_Aim:_ Render the stretch from the start of the records through the line containing "x=255 y=199" as a Markdown table with columns Row and Text, one numbered row per line. Skip blank lines and leave the pictures out.

_Material for the task:_
* * *
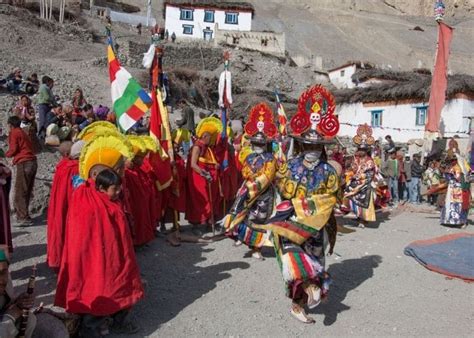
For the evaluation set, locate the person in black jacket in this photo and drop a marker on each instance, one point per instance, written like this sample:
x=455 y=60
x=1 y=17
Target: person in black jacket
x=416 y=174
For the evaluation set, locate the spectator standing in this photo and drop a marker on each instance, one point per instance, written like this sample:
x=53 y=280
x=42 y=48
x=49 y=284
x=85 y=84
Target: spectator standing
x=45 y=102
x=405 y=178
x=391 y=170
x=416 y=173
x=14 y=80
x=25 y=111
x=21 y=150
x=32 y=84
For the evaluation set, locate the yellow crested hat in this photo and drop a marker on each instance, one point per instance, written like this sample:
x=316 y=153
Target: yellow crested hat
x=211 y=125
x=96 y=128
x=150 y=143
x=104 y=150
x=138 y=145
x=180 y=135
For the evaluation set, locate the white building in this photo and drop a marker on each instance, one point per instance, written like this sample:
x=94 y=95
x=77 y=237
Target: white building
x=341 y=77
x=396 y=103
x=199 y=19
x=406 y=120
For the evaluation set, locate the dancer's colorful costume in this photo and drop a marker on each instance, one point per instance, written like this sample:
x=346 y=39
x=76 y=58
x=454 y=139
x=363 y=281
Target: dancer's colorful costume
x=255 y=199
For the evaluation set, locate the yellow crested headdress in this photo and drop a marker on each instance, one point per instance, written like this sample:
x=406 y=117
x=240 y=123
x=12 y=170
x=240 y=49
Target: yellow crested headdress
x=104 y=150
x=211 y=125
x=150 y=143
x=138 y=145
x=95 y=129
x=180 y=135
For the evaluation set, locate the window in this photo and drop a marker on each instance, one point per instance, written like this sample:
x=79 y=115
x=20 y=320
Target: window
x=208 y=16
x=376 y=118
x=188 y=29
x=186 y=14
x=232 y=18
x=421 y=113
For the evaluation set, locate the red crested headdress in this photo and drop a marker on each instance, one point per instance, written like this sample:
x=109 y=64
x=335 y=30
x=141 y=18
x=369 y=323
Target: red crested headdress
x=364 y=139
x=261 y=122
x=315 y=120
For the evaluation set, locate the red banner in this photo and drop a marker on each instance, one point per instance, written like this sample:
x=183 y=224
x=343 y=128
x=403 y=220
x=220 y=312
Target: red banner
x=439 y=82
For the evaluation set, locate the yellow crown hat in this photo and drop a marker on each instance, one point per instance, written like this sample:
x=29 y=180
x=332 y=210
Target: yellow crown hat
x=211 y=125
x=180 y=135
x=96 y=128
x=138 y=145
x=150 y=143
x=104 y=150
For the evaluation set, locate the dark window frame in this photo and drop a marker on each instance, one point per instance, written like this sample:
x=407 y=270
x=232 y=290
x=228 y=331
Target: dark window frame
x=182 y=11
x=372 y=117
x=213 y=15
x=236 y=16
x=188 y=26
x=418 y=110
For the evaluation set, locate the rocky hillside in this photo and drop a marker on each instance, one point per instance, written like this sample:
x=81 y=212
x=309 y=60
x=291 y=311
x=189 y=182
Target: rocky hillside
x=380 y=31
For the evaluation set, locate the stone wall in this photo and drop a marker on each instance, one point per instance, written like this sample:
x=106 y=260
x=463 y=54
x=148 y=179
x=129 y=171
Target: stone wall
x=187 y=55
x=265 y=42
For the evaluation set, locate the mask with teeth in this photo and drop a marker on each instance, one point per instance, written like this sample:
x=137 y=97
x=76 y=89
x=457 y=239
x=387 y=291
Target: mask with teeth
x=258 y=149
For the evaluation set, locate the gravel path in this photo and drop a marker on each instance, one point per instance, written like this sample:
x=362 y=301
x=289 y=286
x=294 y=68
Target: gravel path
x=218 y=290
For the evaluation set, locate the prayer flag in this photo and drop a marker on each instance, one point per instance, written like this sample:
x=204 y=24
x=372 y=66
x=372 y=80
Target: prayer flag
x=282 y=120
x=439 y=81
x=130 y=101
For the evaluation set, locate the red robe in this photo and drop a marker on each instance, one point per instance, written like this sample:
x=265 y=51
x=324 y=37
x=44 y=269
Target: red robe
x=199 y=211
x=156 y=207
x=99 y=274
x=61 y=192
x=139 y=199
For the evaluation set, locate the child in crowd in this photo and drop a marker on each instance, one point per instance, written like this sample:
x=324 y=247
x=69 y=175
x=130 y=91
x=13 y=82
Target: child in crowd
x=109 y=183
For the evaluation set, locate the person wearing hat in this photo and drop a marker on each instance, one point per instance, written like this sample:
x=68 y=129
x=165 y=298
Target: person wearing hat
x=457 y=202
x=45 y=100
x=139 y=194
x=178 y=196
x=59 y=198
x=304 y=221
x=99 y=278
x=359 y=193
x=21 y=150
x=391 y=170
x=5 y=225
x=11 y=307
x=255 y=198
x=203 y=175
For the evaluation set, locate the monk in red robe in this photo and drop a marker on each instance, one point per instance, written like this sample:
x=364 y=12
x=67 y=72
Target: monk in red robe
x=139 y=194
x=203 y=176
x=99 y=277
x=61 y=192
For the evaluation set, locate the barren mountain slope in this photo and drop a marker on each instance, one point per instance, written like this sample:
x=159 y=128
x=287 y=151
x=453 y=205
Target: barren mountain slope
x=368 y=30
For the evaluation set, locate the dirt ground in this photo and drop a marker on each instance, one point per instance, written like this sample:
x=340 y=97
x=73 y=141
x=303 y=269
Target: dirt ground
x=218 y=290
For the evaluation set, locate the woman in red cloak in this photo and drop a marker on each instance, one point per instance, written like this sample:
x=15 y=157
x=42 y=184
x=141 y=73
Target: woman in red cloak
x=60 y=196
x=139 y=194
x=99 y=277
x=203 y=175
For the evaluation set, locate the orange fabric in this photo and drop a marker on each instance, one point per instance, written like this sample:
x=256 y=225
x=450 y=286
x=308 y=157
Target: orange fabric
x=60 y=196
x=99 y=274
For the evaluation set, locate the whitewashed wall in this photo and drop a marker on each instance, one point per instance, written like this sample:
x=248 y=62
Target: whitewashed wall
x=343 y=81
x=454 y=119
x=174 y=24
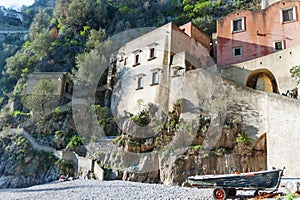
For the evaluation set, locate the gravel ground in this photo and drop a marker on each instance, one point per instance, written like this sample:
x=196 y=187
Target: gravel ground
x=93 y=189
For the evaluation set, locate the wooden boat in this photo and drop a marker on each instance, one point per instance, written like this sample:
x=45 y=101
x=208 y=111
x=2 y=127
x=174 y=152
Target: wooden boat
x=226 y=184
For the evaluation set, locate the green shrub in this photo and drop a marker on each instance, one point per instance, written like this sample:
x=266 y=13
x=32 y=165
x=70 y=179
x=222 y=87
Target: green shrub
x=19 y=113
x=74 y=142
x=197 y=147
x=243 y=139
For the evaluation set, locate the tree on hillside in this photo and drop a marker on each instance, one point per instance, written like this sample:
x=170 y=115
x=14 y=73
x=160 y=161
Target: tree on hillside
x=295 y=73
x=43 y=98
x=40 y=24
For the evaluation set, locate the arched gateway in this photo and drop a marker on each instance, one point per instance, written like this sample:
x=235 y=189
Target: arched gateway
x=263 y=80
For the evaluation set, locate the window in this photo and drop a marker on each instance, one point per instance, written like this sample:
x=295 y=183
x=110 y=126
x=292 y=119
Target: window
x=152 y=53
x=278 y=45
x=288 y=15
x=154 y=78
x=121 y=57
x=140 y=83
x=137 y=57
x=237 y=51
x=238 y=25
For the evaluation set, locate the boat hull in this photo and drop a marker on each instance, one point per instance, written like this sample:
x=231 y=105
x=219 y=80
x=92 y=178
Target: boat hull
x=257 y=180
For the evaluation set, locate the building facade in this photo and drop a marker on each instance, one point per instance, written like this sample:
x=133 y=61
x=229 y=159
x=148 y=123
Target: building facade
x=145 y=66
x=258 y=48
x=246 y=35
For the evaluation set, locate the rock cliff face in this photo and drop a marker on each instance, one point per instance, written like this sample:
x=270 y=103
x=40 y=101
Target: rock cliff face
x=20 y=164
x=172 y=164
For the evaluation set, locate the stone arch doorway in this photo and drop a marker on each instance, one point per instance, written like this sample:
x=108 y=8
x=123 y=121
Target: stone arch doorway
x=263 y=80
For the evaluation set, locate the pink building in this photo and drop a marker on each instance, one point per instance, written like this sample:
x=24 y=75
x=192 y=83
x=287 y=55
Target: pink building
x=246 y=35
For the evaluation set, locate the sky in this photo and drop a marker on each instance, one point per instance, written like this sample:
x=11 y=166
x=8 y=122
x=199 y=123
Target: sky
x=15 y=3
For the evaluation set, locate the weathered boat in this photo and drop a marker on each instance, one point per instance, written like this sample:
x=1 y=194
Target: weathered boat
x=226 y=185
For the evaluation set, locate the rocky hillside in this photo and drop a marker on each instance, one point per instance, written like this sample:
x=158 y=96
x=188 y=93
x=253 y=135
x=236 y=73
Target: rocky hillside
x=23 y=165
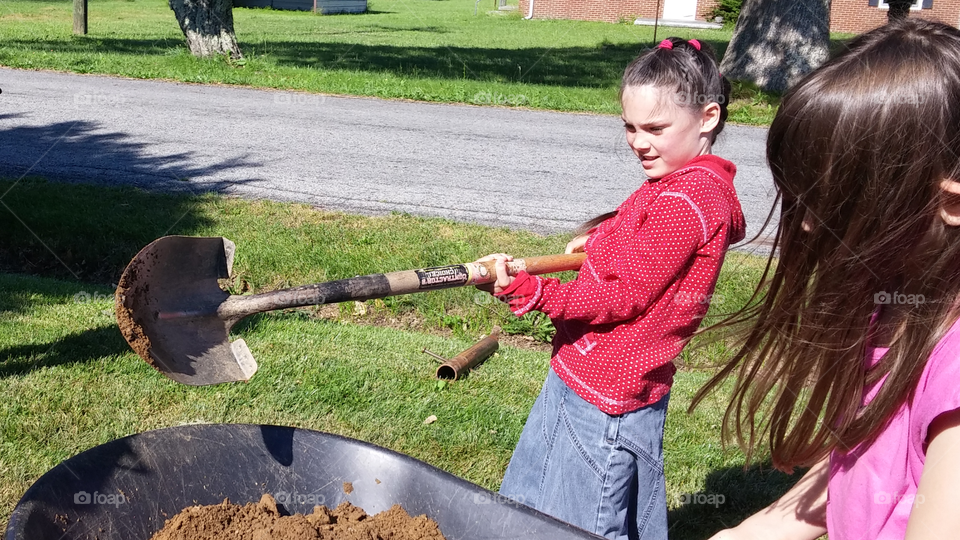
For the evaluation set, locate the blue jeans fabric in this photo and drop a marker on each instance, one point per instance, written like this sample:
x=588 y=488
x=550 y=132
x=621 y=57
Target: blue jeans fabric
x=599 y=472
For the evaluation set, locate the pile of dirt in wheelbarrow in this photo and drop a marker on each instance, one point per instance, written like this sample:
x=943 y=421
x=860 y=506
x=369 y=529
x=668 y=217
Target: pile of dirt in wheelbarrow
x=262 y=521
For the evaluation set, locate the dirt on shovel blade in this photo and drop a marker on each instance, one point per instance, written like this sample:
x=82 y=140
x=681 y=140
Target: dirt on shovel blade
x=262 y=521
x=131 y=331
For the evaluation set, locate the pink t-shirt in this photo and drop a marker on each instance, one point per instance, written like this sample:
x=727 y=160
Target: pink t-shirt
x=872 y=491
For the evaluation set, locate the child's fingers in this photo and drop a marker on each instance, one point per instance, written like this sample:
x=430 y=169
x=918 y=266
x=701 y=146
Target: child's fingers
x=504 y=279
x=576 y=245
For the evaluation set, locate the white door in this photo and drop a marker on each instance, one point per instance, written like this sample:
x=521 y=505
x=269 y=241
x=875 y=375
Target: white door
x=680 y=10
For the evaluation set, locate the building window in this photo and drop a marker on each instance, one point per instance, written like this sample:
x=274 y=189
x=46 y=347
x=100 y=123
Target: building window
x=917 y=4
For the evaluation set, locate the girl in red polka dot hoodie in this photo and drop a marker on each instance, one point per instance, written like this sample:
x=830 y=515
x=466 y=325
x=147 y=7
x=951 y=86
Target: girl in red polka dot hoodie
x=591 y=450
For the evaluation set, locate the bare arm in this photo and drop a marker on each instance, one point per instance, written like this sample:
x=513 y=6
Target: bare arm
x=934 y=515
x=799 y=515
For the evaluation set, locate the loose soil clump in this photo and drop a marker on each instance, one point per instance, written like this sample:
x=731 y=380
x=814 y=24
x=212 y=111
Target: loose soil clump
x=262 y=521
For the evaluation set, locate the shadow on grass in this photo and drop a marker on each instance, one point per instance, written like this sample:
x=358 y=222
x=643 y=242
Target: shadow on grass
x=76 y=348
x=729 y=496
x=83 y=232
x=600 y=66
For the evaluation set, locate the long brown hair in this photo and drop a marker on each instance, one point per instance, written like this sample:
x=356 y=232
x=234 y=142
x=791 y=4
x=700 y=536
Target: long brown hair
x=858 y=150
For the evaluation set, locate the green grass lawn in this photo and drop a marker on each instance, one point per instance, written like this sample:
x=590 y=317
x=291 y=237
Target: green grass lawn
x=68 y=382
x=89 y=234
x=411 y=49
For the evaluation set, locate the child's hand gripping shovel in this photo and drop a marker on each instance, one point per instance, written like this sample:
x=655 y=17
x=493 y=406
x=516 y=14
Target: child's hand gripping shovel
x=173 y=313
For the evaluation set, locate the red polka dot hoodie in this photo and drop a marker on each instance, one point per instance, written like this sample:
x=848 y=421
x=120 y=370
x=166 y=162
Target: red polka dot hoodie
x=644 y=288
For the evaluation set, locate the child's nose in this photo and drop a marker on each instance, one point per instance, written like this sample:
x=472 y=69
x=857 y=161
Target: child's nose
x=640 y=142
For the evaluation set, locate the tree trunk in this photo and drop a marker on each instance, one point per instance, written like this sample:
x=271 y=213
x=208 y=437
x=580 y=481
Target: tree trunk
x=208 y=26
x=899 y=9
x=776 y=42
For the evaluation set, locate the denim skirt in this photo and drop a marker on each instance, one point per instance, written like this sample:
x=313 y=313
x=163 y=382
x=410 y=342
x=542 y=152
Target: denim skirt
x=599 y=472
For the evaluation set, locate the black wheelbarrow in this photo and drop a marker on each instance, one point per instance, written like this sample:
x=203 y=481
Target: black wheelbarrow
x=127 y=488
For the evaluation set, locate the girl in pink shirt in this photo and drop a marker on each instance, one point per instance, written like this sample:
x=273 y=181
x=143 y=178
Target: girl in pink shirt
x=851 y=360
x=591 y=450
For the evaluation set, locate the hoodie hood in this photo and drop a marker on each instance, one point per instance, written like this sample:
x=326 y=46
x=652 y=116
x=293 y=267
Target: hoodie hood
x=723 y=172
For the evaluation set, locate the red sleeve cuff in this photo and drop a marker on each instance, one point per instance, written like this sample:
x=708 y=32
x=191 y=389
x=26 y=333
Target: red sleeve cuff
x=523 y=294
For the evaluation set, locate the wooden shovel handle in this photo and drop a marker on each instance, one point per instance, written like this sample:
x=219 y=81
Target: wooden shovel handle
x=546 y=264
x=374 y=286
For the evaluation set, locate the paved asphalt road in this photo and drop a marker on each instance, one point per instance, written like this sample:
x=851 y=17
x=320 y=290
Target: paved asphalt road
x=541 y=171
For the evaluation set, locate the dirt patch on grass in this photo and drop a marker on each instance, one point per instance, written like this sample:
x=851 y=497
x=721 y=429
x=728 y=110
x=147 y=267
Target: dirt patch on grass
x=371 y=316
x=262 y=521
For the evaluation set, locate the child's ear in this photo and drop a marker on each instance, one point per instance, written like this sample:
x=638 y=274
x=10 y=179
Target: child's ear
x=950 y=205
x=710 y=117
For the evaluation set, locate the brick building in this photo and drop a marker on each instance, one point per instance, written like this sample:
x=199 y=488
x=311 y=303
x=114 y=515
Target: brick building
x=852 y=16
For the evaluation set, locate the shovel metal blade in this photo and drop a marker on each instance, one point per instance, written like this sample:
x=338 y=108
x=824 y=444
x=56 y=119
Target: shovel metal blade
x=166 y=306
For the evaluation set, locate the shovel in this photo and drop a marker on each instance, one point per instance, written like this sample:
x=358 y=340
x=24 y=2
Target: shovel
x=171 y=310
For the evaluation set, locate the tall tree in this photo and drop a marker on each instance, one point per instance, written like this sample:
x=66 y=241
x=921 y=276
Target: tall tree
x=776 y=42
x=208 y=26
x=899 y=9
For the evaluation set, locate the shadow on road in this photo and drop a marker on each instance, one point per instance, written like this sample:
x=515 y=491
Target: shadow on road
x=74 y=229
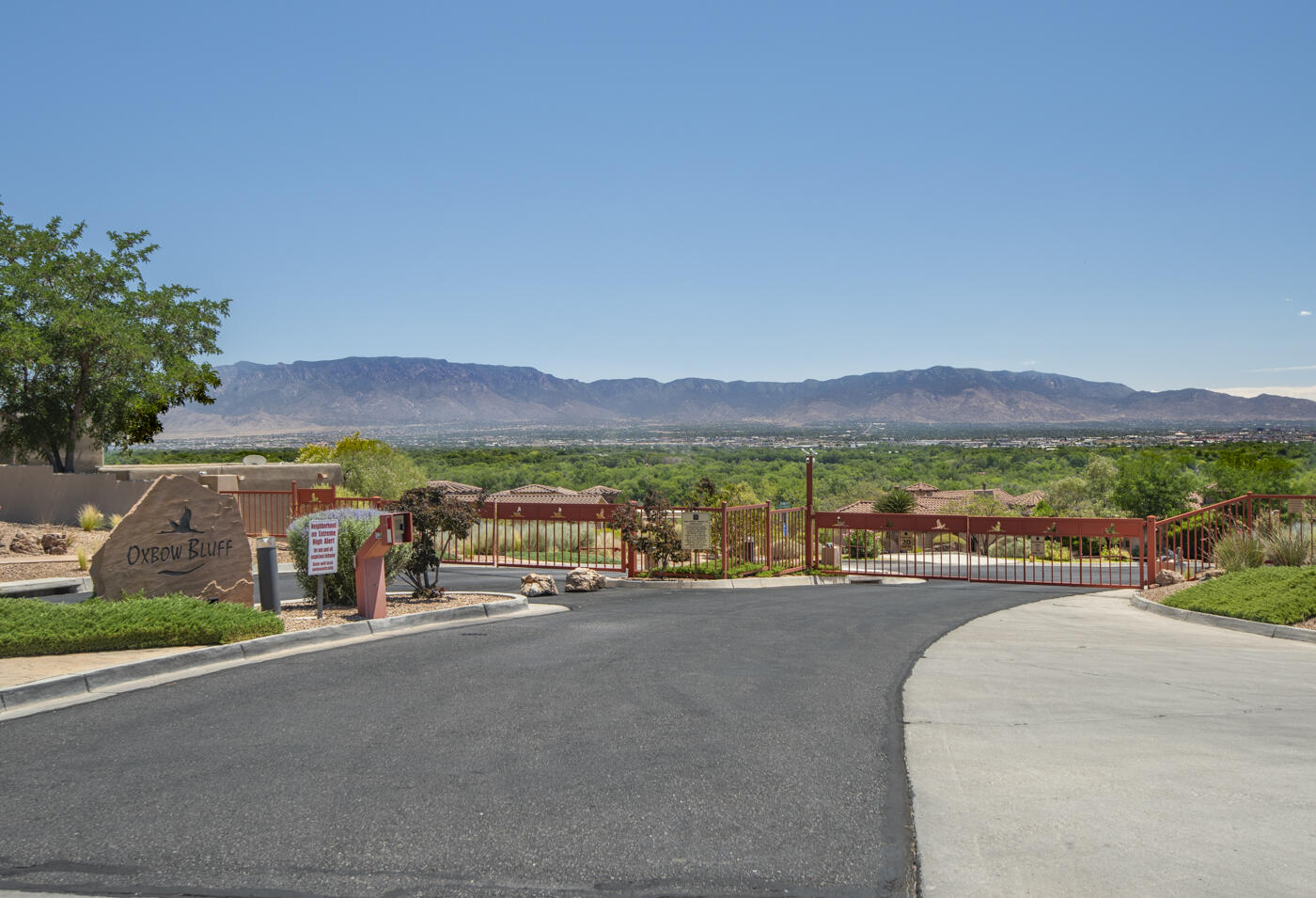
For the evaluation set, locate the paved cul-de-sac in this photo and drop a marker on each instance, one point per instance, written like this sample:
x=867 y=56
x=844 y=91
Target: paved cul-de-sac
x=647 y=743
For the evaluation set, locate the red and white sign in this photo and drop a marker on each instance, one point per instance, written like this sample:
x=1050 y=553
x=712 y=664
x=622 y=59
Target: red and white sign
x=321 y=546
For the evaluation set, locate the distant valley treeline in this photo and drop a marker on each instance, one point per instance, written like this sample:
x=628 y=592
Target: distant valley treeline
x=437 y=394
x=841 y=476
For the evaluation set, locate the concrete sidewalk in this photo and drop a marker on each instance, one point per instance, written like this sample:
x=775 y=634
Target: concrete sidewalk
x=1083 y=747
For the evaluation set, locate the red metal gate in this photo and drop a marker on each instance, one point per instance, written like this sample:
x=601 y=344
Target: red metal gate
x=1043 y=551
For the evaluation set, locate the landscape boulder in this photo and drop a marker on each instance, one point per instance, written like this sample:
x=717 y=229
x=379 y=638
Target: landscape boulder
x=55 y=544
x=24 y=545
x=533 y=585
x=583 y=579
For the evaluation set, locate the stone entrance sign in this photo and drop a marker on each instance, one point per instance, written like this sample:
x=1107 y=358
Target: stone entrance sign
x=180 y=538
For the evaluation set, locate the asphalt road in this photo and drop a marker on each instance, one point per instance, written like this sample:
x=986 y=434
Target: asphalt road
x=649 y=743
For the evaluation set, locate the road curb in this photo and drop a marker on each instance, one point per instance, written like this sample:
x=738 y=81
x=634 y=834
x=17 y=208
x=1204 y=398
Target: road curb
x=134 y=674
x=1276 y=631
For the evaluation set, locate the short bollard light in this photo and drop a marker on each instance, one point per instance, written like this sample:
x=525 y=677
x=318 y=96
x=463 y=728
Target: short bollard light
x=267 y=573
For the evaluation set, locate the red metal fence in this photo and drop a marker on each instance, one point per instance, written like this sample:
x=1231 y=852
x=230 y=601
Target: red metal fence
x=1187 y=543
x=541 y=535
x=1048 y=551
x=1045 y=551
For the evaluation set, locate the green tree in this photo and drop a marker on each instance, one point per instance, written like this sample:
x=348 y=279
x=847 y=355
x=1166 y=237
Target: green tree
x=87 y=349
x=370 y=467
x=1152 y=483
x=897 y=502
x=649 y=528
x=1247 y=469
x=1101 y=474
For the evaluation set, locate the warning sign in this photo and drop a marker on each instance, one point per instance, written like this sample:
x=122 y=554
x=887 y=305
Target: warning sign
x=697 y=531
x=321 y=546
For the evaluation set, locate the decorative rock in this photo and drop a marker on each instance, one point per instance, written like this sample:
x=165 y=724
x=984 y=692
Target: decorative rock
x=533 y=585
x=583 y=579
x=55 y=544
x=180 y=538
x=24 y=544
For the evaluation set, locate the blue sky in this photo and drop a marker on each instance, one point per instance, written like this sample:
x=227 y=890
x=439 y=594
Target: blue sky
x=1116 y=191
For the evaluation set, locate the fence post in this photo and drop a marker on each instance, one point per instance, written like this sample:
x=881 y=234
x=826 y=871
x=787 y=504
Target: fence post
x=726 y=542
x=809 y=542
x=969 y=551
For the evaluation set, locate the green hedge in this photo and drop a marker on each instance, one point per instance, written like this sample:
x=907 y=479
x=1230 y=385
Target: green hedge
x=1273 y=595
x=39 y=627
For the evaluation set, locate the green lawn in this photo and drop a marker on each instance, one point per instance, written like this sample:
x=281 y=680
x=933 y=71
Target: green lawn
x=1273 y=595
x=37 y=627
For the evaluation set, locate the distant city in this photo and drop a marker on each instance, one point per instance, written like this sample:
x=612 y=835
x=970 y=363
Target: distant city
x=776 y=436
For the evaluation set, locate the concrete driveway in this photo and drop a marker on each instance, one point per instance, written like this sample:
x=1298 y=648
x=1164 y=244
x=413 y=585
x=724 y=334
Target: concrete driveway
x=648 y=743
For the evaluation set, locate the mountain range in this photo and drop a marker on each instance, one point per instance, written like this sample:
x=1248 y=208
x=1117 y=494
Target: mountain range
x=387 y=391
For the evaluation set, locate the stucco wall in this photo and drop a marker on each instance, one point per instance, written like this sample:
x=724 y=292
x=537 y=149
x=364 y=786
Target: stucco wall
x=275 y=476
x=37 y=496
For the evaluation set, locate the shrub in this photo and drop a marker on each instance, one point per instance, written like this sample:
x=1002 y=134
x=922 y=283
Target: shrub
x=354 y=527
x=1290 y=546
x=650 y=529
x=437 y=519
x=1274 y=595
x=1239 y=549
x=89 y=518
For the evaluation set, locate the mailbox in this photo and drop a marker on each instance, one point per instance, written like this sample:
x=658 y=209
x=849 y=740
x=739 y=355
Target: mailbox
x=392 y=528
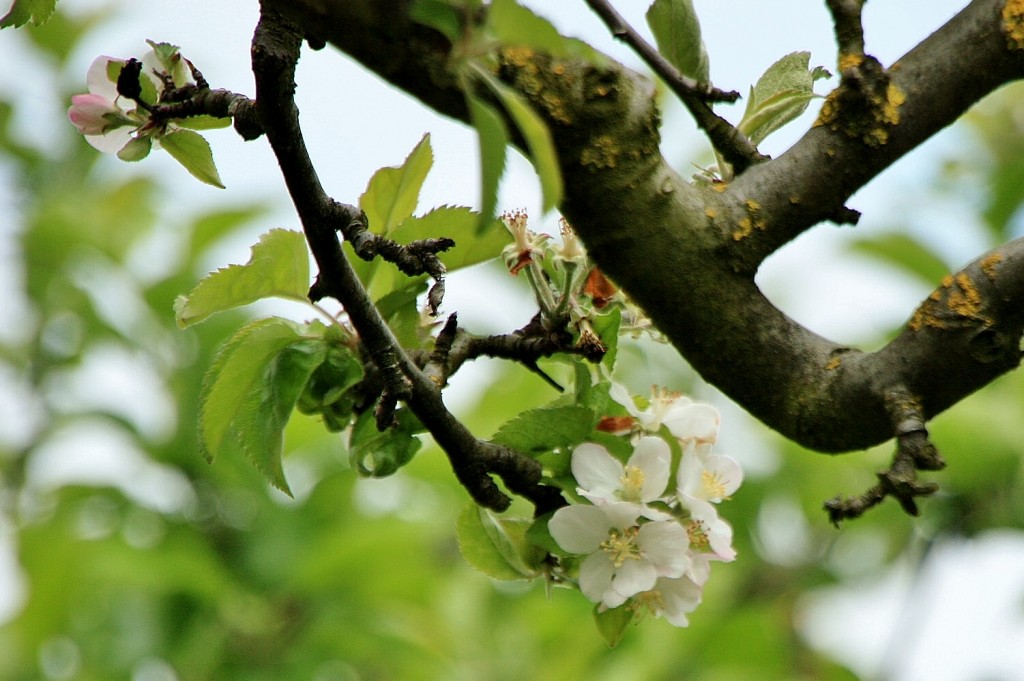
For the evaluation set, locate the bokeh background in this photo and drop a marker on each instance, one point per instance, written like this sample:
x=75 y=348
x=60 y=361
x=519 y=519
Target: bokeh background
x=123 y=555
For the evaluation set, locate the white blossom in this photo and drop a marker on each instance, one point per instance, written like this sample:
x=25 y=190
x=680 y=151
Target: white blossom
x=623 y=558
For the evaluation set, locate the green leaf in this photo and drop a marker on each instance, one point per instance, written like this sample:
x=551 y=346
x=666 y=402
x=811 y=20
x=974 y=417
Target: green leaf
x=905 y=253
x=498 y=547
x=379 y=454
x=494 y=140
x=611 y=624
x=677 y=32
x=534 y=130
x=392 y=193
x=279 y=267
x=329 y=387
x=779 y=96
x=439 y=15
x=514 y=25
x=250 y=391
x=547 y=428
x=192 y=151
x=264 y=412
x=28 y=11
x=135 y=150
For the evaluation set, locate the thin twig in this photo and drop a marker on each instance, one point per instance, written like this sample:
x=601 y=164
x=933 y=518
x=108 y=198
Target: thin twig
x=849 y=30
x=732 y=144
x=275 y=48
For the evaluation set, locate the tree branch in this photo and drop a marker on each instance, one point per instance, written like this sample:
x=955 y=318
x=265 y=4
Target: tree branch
* * *
_Result of the exercise:_
| Row | Text |
|---|---|
| 1 | For the evaluation set, locate the person in black jacket in this photo and drop a marker on each instance, one point per instance, written like this sample: |
| 2 | x=455 y=60 |
| 3 | x=1 y=17 |
| 4 | Target: person in black jacket |
| 5 | x=416 y=174 |
| 6 | For the evaluation set, locate the spectator standing in this photo and drop a marker on each instance, one point per instance, written like this sample: |
| 7 | x=53 y=280 |
| 8 | x=42 y=48 |
| 9 | x=49 y=284 |
| 10 | x=85 y=84 |
| 11 | Target: spectator standing |
| 12 | x=45 y=102 |
| 13 | x=405 y=178 |
| 14 | x=391 y=170 |
| 15 | x=416 y=173 |
| 16 | x=14 y=80 |
| 17 | x=25 y=111 |
| 18 | x=21 y=150 |
| 19 | x=32 y=84 |
| 20 | For the evaluation set, locate the yellow crested hat in this photo and drop a marker on each instance, one point per instance, written like this sample: |
| 21 | x=316 y=153 |
| 22 | Target: yellow crested hat |
| 23 | x=211 y=125 |
| 24 | x=96 y=128 |
| 25 | x=150 y=143 |
| 26 | x=104 y=150 |
| 27 | x=138 y=145 |
| 28 | x=180 y=135 |
| 29 | For the evaluation set, locate the white building in this photo and drop a marker on each instance, one point per instance, written like this sample: |
| 30 | x=94 y=95 |
| 31 | x=77 y=237 |
| 32 | Target: white building |
| 33 | x=341 y=77 |
| 34 | x=396 y=103 |
| 35 | x=199 y=19 |
| 36 | x=406 y=120 |
| 37 | For the evaluation set, locate the dancer's colorful costume in this photo and drop a marker on each instance, one point per instance, written like this sample: |
| 38 | x=346 y=39 |
| 39 | x=76 y=58 |
| 40 | x=454 y=139 |
| 41 | x=363 y=281 |
| 42 | Target: dancer's colorful costume |
| 43 | x=255 y=199 |